(Collected data entries)
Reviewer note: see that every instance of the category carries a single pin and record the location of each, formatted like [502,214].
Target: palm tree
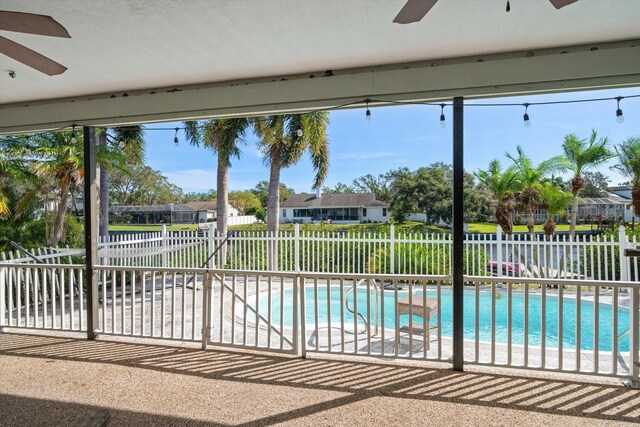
[131,141]
[581,155]
[501,185]
[223,136]
[284,139]
[629,166]
[529,179]
[555,201]
[58,158]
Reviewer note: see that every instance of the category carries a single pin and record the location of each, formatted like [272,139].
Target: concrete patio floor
[58,381]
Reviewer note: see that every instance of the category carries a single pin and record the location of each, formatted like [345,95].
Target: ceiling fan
[31,23]
[415,10]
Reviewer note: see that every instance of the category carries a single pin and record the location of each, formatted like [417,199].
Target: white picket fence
[585,257]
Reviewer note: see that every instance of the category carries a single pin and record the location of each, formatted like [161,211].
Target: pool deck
[58,381]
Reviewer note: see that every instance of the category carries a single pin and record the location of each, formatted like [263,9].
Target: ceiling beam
[572,68]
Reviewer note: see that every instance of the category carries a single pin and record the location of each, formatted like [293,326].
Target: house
[338,208]
[152,214]
[206,211]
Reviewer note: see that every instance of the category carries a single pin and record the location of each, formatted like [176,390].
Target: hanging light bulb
[367,114]
[619,115]
[525,117]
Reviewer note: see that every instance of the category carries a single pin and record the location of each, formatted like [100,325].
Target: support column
[91,228]
[458,237]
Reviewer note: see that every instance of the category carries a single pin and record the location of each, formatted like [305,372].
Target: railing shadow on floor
[361,380]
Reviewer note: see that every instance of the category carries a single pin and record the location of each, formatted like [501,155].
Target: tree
[596,184]
[501,184]
[581,155]
[131,141]
[223,136]
[261,190]
[196,196]
[629,166]
[379,185]
[284,139]
[339,188]
[244,201]
[58,158]
[529,179]
[141,185]
[555,201]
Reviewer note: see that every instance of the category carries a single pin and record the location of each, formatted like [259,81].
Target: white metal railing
[570,325]
[42,296]
[582,326]
[585,257]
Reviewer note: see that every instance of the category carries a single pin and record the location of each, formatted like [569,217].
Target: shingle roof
[332,200]
[611,199]
[150,208]
[203,206]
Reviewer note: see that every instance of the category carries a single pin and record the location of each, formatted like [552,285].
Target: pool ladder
[366,321]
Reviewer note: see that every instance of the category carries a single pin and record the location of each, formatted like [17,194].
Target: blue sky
[410,136]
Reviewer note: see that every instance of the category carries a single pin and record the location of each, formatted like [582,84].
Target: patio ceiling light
[619,115]
[73,135]
[525,117]
[368,112]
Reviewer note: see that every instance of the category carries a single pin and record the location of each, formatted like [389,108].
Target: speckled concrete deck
[56,381]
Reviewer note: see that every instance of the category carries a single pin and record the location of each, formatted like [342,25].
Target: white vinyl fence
[556,305]
[586,257]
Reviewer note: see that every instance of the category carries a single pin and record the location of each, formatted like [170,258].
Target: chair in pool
[420,331]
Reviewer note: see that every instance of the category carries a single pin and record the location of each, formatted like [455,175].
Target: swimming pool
[569,315]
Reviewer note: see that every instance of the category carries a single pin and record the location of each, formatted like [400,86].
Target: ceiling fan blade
[32,24]
[414,11]
[30,57]
[558,4]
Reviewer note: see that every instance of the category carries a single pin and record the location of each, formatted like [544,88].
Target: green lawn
[484,227]
[407,227]
[134,227]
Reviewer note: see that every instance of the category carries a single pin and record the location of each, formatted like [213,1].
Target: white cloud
[193,179]
[364,155]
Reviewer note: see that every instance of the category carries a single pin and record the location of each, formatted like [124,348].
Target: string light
[619,115]
[525,117]
[367,114]
[175,137]
[73,135]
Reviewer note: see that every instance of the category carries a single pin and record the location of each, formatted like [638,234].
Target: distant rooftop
[332,200]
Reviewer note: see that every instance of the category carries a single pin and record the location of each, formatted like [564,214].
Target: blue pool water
[569,315]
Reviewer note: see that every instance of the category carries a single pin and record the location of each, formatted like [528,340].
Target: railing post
[458,233]
[3,297]
[91,229]
[296,246]
[635,318]
[622,245]
[164,245]
[499,253]
[207,294]
[392,250]
[299,282]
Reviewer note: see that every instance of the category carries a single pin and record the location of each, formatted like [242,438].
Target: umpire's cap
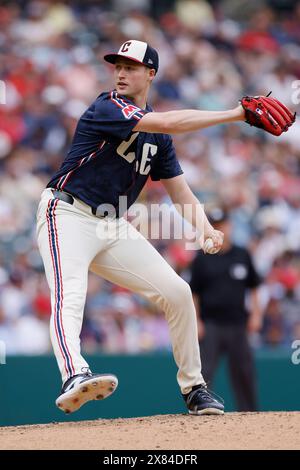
[138,51]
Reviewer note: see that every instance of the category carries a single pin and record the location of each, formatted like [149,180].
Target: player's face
[131,78]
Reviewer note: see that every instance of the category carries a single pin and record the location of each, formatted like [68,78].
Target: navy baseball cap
[138,51]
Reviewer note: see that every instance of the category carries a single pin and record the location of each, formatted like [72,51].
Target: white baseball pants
[73,241]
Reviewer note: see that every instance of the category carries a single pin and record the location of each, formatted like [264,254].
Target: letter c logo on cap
[125,46]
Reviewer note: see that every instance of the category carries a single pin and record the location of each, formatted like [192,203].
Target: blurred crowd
[211,54]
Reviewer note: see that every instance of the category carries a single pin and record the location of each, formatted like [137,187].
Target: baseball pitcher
[118,143]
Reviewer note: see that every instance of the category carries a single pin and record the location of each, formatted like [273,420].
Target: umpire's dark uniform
[221,282]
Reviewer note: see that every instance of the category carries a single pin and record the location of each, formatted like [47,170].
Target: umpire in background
[219,284]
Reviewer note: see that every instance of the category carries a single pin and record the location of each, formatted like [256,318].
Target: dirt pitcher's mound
[230,431]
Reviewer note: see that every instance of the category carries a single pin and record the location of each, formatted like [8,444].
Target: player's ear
[152,74]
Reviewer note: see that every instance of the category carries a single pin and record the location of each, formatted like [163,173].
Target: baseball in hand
[209,247]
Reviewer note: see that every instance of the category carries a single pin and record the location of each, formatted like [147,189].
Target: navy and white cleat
[81,388]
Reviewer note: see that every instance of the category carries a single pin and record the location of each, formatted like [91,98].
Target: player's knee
[181,294]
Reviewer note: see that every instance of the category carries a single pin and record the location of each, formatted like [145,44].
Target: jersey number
[151,149]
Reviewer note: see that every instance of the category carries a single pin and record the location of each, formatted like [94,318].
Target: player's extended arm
[191,209]
[187,120]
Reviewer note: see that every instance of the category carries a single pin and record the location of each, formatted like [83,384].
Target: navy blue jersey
[108,160]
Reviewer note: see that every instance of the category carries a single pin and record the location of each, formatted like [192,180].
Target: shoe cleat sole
[94,389]
[207,411]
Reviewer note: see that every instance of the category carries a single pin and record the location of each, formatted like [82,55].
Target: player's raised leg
[132,262]
[67,244]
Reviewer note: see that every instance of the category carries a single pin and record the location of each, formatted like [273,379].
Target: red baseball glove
[267,113]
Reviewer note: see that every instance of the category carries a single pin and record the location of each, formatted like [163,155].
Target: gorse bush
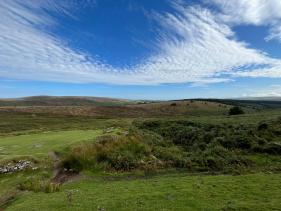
[153,145]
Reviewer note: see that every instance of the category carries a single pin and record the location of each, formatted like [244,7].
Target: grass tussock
[39,186]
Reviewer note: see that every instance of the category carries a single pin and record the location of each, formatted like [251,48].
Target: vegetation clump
[236,110]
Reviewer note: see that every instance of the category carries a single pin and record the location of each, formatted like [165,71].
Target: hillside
[62,101]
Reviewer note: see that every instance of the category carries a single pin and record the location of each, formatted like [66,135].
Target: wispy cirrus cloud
[254,12]
[194,45]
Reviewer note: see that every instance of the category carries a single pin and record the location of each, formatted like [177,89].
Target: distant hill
[255,103]
[63,101]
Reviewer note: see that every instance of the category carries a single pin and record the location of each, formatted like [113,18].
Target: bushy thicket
[154,145]
[264,137]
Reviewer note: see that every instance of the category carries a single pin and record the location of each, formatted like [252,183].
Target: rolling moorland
[84,153]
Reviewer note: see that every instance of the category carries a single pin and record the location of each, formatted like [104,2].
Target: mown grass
[171,192]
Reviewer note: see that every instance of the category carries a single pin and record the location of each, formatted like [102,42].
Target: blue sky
[140,49]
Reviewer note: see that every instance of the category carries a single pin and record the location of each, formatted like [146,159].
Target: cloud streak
[194,45]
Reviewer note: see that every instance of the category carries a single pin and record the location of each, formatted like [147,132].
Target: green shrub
[236,110]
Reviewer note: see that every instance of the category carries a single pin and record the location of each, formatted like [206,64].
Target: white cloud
[254,12]
[194,46]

**Assignment**
Set down, from the entries above, exactly the lines from the one with "Target: baseball in hand" up to and including the one with "formatted like [82,55].", and no other lines.

**Solution**
Target: baseball in hand
[209,247]
Reviewer note: see that every instance of the category carries a single pin and record the location of each, formatted like [147,189].
Target: navy and white cleat
[81,388]
Reviewer note: see that every instance of the category carries a single pin and record the location of each, formatted like [91,98].
Target: player's knee
[181,294]
Reviewer note: see that every instance of the category carries a single pin and record the location of each, formatted like [145,44].
Target: jersey number
[151,149]
Reviewer note: see that every instance of the category carries a single pin and record the location of each, formatted like [94,318].
Target: player's extended arm
[191,209]
[187,120]
Reviewer note: see that every instance of the category carries a single pin and record the location of each, formatted like [83,384].
Target: navy blue jersey
[108,160]
Reviewer note: see that every instance of the category carries a single pin and record the location of each, formatted like [192,180].
Target: shoe cleat sole
[94,389]
[207,411]
Reviewer note: see that every instance of the category carries a single pin and record the location of each, formatted like [82,55].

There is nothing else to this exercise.